* _Выбранный текст_:
Франц Кафка
Шрифт:
Автобиографические намеки в «Исследованиях одной собаки» многочисленны, но не они здесь главное. Сутью исследований собаки является связь — весьма заурядная, почти наивная — между земной пищей и манной небесной. Между собаками и землей существует предустановленный порядок: земля дает собакам необходимую пищу, собаки в свою очередь орошают ее, чтобы сделать ее плодоносной. Но есть также пища другого рода, зависящая от молитв, декламации, танца и пения. Это манна, которая, как говорят, иногда падает с неба. Именно эту другую пищу, неизвестно, дополнительную или основную, собака-рассказчик делает объектом своих научных изысканий. И кто знает, преуспеет ли она в своих исследованиях, если не докажет бесполезность и ненужность научных поисков?
Характер изложения в «Замке» очень напоминает «Исследования одной собаки». Книга эта одновременно грандиозная и смутная, поскольку Кафка собрал в ней все темы, занимавшие в то время его сознание. Обширный фрагмент, — но можно ли говорить о каком-то фрагменте, в то время как, похоже, для завершения произведения достаточно было добавить всего лишь один день к шести уже описанным? — был создан самое большее
Но все это пока еще не главное в книге. Главное — это сам Замок, на самом деле представляющий собой совокупность ветхих строений, где живет господин, которого почти и не знают и о котором в деревне говорят не больше, чем об охотнике Гракхе в портах, где он останавливался. Кафка дает ему полугротескное имя — граф Вествест. Если бы он исчез совсем, возможно, в деревне, собственником и хозяином которой он остается, жилось бы лучше. Но его полуприсутствие действует как наваждение и парализует всех. Есть агностики, такие как неприятный и властный учитель, запрещающий произносить имя графа перед школьниками. Есть хозяйка постоялого двора «У моста», вера которой является всего лишь ностальгическим фетишизмом. Есть и другие, например, ее коллега из Гостиницы господ; она носит «вышедшие из моды тяжелые, изношенные, латаные платья, которые не подходят ей ни по возрасту, ни по фигуре», реликвии мертвого прошлого, поскольку настоящее не обрело еще своего смысла и своего языка. В начале романа К. вспоминает колокольню своего родного городка, которая отважно устремлялась в небо; замок же, напротив, представляет собой всего лишь нагромождение жалких домишек, почти не отличающихся от хижин внизу. И когда однажды он случайно или, скорее, по недоразумению встречается с одним из чиновников замка, которого зовут Бюргель, у него возникает ощущение, будто он во сне или каком-то кошмаре борется с неким посредственным греческим богом, которого не составляет никакого труда победить. Что представляют собой эти боги с человеческим лицом и что они могут нам принести, кроме неинтересных посланий, как правило, лишенных смысла? Настоящий бог — другой породы, он более грозен, но и более представителен, и именно потому, что он забыт, деревня погрязла в убожестве и печали.

* _Выполните задания_:
[1] Какое имя Кафка дает господину, живущему в Замке, согласно тексту о Кафке?
[2] Перепишите без изменений фрагмент текста о Кафке, который открывается словами, содержащими «Франц Кафка», и завершается словами «ненужность научных поисков?».

* _Собранные записи данных_:
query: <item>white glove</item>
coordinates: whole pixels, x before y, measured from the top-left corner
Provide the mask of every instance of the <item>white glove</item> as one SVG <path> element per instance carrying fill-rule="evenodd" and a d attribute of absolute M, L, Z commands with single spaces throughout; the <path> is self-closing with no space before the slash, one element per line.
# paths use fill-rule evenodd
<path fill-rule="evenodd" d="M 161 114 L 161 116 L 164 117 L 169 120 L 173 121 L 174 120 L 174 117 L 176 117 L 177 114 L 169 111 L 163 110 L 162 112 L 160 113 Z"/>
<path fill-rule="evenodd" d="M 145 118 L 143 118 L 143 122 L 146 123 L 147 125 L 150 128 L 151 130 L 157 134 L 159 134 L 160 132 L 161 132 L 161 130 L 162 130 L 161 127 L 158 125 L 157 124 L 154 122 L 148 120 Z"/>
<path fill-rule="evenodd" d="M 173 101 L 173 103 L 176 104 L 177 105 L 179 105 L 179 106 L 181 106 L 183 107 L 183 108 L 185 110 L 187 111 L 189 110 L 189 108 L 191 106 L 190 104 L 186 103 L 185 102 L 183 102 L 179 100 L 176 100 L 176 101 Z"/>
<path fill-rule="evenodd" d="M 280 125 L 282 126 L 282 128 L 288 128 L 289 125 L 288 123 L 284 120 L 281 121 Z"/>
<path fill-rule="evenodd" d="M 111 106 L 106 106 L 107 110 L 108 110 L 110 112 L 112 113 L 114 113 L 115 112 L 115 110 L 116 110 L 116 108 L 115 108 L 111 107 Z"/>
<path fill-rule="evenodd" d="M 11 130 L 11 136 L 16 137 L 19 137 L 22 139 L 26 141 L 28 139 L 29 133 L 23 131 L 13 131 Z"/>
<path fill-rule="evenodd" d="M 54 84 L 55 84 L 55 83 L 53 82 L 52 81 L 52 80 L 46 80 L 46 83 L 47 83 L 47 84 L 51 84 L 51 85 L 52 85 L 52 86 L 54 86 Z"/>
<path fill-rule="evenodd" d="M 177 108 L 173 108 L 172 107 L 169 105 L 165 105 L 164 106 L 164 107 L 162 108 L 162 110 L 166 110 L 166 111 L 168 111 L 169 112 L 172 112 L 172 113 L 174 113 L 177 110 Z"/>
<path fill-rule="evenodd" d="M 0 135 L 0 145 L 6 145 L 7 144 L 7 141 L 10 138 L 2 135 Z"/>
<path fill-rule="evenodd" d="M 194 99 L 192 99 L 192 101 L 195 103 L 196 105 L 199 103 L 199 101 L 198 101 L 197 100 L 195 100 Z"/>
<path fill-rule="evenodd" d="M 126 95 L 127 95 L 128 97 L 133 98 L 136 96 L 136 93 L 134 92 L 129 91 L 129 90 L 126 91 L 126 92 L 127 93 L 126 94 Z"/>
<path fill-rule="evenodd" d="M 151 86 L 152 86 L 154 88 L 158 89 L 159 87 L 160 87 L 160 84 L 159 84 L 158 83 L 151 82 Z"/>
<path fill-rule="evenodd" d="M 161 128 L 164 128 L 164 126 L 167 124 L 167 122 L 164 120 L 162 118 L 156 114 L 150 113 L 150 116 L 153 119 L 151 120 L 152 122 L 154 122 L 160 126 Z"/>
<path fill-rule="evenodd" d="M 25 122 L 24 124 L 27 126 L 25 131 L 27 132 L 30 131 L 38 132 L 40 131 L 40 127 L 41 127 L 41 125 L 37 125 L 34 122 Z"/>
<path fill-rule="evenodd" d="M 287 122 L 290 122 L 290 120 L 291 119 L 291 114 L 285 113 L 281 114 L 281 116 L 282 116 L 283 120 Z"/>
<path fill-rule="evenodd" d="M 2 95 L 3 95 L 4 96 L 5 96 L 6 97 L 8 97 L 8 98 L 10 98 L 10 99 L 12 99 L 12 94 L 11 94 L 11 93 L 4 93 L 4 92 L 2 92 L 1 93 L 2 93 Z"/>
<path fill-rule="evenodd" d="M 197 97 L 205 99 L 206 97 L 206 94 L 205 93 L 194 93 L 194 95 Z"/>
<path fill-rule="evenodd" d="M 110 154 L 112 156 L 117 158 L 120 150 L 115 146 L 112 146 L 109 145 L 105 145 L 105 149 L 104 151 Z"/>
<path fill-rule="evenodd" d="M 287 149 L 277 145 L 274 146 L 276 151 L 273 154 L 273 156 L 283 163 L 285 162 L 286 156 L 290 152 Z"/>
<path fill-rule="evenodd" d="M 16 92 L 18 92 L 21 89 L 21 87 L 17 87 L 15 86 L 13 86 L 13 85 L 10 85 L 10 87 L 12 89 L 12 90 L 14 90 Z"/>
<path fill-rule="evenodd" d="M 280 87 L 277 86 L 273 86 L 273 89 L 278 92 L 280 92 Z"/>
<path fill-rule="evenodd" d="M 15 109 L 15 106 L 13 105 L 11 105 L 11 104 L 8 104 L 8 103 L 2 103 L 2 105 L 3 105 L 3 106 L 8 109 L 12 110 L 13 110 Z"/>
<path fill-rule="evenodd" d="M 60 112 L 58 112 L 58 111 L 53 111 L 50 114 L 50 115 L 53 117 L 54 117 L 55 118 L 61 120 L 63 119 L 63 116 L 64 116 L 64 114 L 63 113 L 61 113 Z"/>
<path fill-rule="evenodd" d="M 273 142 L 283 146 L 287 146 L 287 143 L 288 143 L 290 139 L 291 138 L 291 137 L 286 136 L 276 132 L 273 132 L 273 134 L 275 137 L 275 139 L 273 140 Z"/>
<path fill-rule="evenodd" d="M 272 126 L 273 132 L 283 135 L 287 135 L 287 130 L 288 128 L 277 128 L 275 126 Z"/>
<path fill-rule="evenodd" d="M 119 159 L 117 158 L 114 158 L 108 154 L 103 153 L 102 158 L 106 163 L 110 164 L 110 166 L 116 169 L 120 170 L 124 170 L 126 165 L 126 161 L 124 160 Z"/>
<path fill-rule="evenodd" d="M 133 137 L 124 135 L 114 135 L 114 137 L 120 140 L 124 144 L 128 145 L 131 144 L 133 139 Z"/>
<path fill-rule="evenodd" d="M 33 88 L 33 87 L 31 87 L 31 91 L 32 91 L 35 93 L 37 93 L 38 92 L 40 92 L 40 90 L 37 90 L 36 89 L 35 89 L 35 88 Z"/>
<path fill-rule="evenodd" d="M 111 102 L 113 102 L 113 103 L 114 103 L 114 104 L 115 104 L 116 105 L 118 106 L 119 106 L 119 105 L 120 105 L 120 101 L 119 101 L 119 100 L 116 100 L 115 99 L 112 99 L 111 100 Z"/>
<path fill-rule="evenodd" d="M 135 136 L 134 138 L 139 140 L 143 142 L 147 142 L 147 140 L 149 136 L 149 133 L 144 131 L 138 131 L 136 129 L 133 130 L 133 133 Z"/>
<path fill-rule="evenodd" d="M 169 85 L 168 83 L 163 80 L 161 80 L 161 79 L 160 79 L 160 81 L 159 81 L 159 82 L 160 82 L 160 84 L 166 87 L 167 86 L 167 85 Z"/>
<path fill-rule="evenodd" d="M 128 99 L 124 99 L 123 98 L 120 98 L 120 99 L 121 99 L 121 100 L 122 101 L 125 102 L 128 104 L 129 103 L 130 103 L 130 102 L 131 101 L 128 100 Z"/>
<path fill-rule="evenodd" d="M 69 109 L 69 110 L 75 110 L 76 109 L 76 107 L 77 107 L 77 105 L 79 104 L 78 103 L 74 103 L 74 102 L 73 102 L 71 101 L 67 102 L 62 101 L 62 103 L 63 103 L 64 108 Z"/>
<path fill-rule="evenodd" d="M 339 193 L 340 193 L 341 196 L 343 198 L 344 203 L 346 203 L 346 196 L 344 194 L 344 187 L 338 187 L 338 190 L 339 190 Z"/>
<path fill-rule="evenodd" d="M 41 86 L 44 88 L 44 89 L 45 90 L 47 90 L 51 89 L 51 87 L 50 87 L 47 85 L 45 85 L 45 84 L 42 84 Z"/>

* _Решённые задания_:
[1] Граф Вествест.

[2]
Франц Кафка
Шрифт:
Автобиографические намеки в «Исследованиях одной собаки» многочисленны, но не они здесь главное. Сутью исследований собаки является связь — весьма заурядная, почти наивная — между земной пищей и манной небесной. Между собаками и землей существует предустановленный порядок: земля дает собакам необходимую пищу, собаки в свою очередь орошают ее, чтобы сделать ее плодоносной. Но есть также пища другого рода, зависящая от молитв, декламации, танца и пения. Это манна, которая, как говорят, иногда падает с неба. Именно эту другую пищу, неизвестно, дополнительную или основную, собака-рассказчик делает объектом своих научных изысканий. И кто знает, преуспеет ли она в своих исследованиях, если не докажет бесполезность и ненужность научных поисков?